↓
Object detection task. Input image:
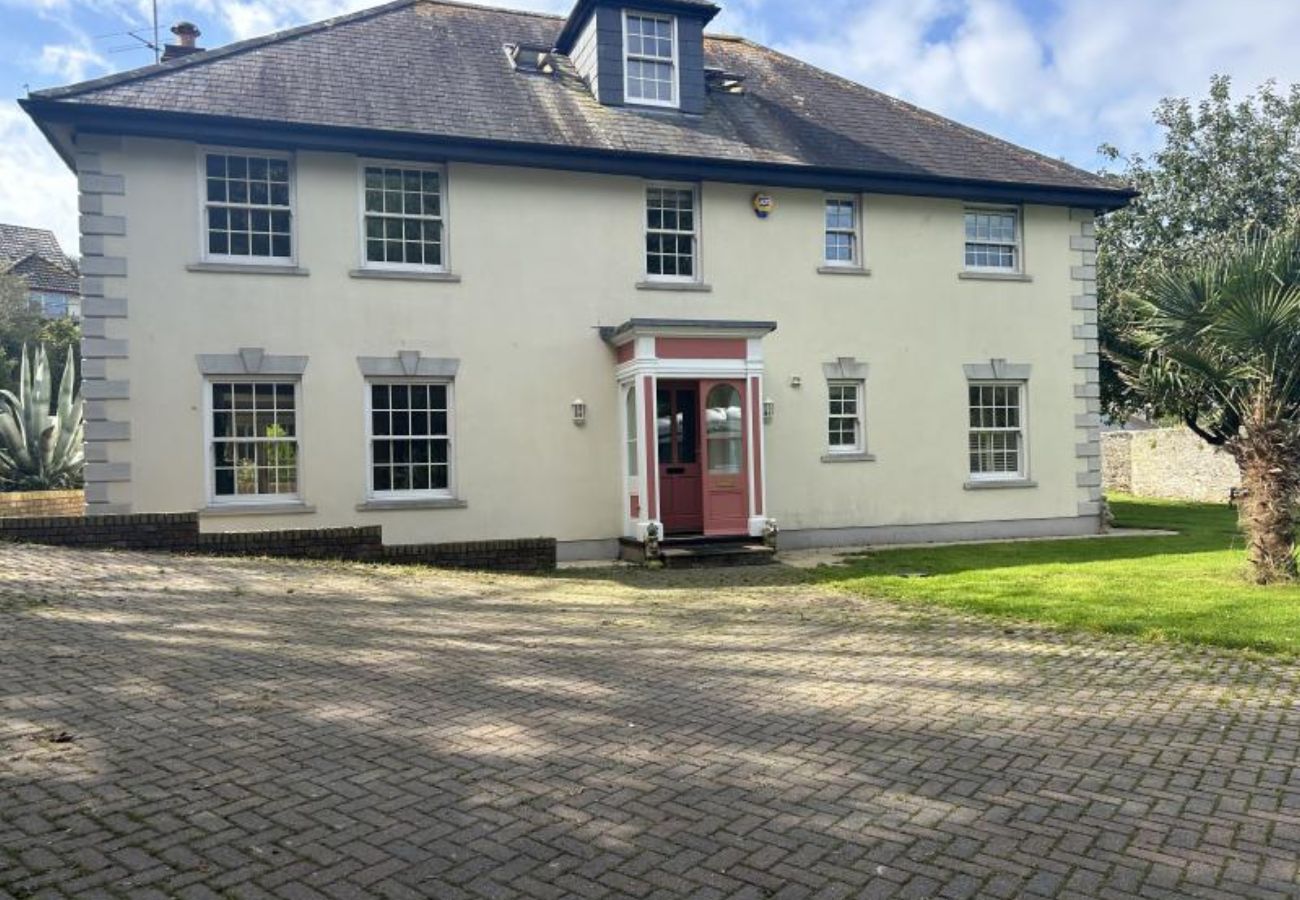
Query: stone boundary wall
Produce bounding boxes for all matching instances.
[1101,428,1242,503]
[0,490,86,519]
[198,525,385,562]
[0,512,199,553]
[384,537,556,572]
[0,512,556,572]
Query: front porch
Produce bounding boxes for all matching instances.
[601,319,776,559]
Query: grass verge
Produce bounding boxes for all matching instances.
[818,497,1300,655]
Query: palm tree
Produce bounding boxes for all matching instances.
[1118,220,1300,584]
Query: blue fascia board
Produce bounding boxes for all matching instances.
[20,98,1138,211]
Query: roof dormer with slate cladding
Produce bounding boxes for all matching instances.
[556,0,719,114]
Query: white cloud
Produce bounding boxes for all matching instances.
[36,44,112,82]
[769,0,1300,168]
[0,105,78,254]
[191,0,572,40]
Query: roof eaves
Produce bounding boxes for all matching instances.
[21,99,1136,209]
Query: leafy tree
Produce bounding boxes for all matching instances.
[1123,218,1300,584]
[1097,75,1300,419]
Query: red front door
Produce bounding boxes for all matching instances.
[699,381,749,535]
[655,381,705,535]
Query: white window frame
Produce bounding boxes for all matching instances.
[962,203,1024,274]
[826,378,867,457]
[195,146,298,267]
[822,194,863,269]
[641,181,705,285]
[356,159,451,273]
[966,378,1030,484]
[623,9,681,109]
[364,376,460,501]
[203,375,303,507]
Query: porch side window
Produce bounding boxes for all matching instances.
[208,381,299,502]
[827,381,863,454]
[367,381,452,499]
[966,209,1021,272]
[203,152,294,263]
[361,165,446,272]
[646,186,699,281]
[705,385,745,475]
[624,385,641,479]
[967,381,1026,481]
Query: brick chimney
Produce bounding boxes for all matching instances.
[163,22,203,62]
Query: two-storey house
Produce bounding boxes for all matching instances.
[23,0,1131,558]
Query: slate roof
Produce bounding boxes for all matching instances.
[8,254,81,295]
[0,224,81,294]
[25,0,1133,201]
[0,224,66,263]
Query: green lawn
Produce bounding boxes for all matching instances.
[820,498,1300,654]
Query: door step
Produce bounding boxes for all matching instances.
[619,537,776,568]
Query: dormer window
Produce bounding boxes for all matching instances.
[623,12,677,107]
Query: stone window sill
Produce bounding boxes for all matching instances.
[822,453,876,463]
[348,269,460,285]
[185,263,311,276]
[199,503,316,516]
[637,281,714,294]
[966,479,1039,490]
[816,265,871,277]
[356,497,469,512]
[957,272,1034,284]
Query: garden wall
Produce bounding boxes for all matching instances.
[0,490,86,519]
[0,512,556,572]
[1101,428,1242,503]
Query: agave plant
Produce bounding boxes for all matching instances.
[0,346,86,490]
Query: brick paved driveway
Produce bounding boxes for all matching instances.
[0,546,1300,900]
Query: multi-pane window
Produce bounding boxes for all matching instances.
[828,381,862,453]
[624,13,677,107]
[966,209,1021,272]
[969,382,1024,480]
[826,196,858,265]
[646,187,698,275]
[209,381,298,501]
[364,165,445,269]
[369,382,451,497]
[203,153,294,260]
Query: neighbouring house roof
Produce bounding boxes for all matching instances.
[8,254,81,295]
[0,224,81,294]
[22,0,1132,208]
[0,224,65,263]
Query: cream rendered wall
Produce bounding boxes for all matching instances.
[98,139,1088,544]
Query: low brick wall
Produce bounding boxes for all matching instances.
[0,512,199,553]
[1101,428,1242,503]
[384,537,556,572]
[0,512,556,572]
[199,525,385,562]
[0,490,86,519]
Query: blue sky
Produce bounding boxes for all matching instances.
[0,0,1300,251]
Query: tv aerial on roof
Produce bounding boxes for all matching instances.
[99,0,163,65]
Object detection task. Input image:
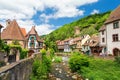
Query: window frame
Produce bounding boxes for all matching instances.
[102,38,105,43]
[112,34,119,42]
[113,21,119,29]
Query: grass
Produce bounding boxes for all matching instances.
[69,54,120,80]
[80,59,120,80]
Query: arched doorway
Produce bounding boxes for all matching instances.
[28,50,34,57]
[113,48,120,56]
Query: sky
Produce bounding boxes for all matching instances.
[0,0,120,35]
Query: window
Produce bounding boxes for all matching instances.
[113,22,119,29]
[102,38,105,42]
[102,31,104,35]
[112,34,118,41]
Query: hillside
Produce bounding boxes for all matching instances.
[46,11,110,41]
↑
== REQUEST ==
Reproduce every one of the records above word for word, leaving out the pictures.

== WRITTEN RESPONSE ==
Object detection task. Input image:
Query: stone boundary wall
Produce bounding boxes for all matching instances.
[1101,428,1242,503]
[0,490,86,519]
[198,525,385,562]
[0,512,199,553]
[384,537,556,572]
[0,512,556,572]
Query: front porch
Produce bounding boxes for all matching instances.
[601,319,776,559]
Query: grass verge
Produce bounding boxes for all matching instances.
[818,497,1300,655]
Query: palm tree
Produce bounding boxes for all matching instances.
[1118,220,1300,584]
Query: blue fascia board
Produce bounding boxes for all matching instances.
[20,98,1138,211]
Query: roof dormer with slate cladding
Produce bounding boxes for all matching instances.
[556,0,719,114]
Query: white cloud
Produce bounding boxes for all matching instances.
[36,44,112,82]
[769,0,1300,168]
[0,105,78,254]
[191,0,572,40]
Query: roof eaves
Produce bounding boxes for all matching instances.
[21,99,1136,209]
Query: leafy tree
Produce bounding boxes for all matching instances.
[1123,218,1300,584]
[1097,75,1300,419]
Query: red front door
Produce bounding boxes for all matching instances.
[699,381,749,535]
[655,381,705,535]
Query: white window frame
Produce bounding boxes for all matching instances.
[962,203,1024,274]
[826,378,867,457]
[195,146,298,267]
[822,194,863,269]
[641,181,705,285]
[356,159,451,273]
[966,378,1030,484]
[623,9,681,109]
[364,376,460,501]
[203,375,303,507]
Query: porch side window
Produce bounding boxes for all matching instances.
[208,381,299,502]
[827,381,863,454]
[367,381,452,499]
[966,209,1021,272]
[203,152,294,263]
[361,165,446,272]
[646,186,699,281]
[705,385,745,475]
[624,385,641,479]
[967,381,1026,481]
Query: brick chimney
Produce bounding boxes for all matching instances.
[163,22,203,62]
Query: two-storey house
Produce bounding boxes for all matching instances.
[23,0,1131,558]
Query: slate roof
Produce bounding boxes for all matching instances.
[8,254,81,295]
[0,224,81,294]
[25,0,1133,201]
[0,224,66,263]
Query: green lawn
Produce bounding boxes for all matching instances.
[820,498,1300,654]
Query: door step
Produce bounding boxes for all matching instances.
[619,537,776,568]
Query: dormer window
Produce bounding boxes for all matching instances.
[623,12,677,107]
Query: stone window sill
Produce bounding boxes for all matching instances.
[822,453,876,463]
[348,269,460,285]
[185,263,311,276]
[199,503,316,516]
[637,281,714,294]
[966,479,1039,490]
[816,265,871,277]
[356,497,469,512]
[957,272,1034,284]
Query: garden wall
Produce bounding boxes for all matching instances.
[0,490,86,519]
[0,512,556,572]
[1101,428,1242,503]
Query: agave plant
Produce bounding boxes for all matching instances.
[0,346,86,490]
Query: brick paved driveway
Produce bounding boxes for all matching instances.
[0,546,1300,900]
Query: multi-pane window
Produce bounding boxes for all matching instances.
[828,381,862,453]
[624,13,677,107]
[966,209,1021,272]
[969,382,1024,480]
[826,196,858,265]
[646,187,698,275]
[209,381,298,501]
[364,165,445,269]
[369,382,451,497]
[203,153,294,260]
Query: neighbouring house roof
Produce bounding boxes for all matching instances.
[8,254,81,295]
[0,224,81,294]
[22,0,1132,208]
[0,224,65,263]
Query: cream rendered wall
Produce bounding boxes for all matching instances.
[98,139,1088,544]
Query: low brick wall
Produce bounding boxes for all matching instances.
[0,512,199,553]
[1101,428,1242,503]
[384,537,556,572]
[0,512,556,572]
[199,525,385,562]
[0,490,86,519]
Query: blue sky
Produce bounding boxes for all matching instances.
[0,0,1300,251]
Query: tv aerial on roof
Produce bounding boxes for all matching instances.
[99,0,163,65]
Object detection task. Input image:
Query: window frame
Produce bounding boxes for all matching instances.
[102,38,105,43]
[112,34,119,42]
[113,21,119,29]
Query: grass
Produce bounding boxes for all matching instances.
[69,54,120,80]
[80,59,120,80]
Query: arched doorway
Produce bounding boxes for all matching instances.
[28,50,34,57]
[113,48,120,56]
Query: sky
Produce bounding boxes for all matching instances.
[0,0,120,35]
Query: window
Produce bounding boxes for all matching instances.
[113,22,119,29]
[102,38,105,42]
[102,31,104,35]
[112,34,118,41]
Query: hillside
Produce bounding boxes for all matching instances.
[46,11,110,41]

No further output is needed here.